*Direction*
From the line containing "Place a point on every instance of the hanging lantern" to the very last line, repeat everything exactly and add nothing else. Skip the pictures.

*Data provided*
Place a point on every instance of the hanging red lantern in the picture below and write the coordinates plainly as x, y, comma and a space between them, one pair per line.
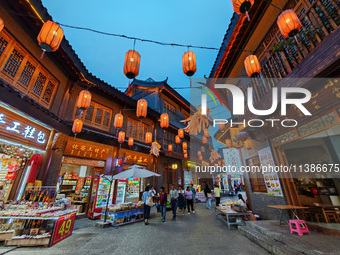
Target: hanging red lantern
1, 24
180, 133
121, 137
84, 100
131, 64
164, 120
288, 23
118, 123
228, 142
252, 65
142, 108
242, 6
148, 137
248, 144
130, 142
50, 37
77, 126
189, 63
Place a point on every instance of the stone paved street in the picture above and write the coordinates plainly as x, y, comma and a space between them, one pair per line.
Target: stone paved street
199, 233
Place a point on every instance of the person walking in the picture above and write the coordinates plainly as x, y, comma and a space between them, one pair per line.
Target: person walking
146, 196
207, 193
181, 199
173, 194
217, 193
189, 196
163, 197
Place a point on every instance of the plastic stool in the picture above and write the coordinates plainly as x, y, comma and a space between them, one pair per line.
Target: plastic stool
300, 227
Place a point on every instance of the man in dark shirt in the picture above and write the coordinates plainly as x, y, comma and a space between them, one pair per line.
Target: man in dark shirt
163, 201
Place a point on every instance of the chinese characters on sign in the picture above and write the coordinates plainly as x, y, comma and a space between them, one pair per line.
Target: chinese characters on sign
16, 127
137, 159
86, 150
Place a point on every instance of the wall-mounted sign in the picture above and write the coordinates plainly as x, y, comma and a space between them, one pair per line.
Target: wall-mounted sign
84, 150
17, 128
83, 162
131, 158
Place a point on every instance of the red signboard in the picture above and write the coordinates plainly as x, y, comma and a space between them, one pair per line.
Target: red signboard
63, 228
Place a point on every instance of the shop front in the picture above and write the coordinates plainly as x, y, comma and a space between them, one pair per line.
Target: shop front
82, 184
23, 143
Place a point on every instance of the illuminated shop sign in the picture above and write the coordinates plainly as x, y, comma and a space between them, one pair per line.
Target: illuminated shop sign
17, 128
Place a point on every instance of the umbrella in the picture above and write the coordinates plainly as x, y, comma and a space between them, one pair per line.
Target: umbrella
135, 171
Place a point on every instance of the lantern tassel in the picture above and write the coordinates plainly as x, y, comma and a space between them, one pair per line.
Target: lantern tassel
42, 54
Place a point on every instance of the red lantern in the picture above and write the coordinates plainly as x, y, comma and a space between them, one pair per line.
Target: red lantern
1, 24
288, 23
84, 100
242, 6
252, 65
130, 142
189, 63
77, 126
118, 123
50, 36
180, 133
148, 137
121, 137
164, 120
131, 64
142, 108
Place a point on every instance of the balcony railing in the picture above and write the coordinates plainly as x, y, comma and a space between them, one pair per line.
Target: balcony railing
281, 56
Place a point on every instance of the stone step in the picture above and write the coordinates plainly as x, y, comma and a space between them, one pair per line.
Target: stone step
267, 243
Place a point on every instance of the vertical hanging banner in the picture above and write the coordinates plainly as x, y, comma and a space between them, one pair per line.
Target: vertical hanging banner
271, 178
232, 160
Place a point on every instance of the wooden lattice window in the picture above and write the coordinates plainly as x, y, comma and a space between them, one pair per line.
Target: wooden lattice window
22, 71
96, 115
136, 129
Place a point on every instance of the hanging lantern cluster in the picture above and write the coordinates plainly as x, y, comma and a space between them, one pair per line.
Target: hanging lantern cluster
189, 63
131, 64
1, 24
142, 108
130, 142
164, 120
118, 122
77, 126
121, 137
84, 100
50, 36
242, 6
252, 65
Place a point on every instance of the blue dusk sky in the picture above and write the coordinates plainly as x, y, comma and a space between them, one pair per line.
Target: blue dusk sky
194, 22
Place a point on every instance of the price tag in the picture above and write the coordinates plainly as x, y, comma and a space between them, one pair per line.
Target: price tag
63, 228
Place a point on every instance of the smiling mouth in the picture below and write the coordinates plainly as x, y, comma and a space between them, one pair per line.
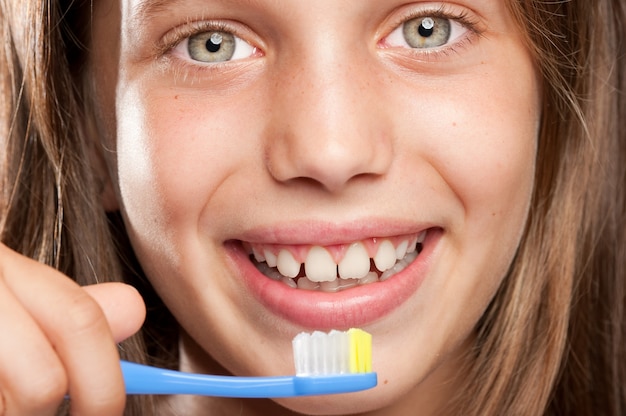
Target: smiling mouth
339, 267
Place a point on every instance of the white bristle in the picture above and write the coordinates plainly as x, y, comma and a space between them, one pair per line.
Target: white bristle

*Result for this task*
Place a point on every instance of the hanging lantern cluster in the picture above and write the coordinates plainly as x, y, comma and a space between them, one pair per line.
Target: hanging lantern cluster
189, 63
131, 64
1, 24
142, 108
130, 142
164, 120
118, 122
77, 126
121, 137
84, 100
50, 36
242, 6
252, 65
Place a point on every instance of the blue dusk sky in the picture above and write the coordinates plainly as x, y, comma and a space between them, one pair per line.
Target: blue dusk sky
194, 22
Place a point on every instance of the price tag in the picture above and write the coordinates plainly as x, y, comma and a space between them, one pair per line.
Target: price tag
63, 228
Place a point on every instance of the smiling mouth in the picture below and write the coordinates plainly as x, y, comma and a space between them, one pair per line.
Target: smiling mouth
339, 267
Place a point on every instance of the white bristle in the picture above and write the coordinates plainly as x, y, comma and a space between them, one pair per line.
Target: white bristle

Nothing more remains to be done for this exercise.